Which lines in the material below contain the string "photo"? Pull out each such line in full, and count only matches with the same case.

────────────────────

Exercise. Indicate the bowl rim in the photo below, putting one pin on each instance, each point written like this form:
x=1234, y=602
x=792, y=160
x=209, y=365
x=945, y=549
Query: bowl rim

────────────────────

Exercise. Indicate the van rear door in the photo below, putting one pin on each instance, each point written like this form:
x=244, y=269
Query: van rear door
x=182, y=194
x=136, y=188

────────────────────

-- REPLY --
Exercise. Indicate the bowl rim in the photo below, putting one pin on each instance, each point written like this form:
Exercise. Indicate the van rear door in the photo below, putting one pin on each instance, each point written like this form:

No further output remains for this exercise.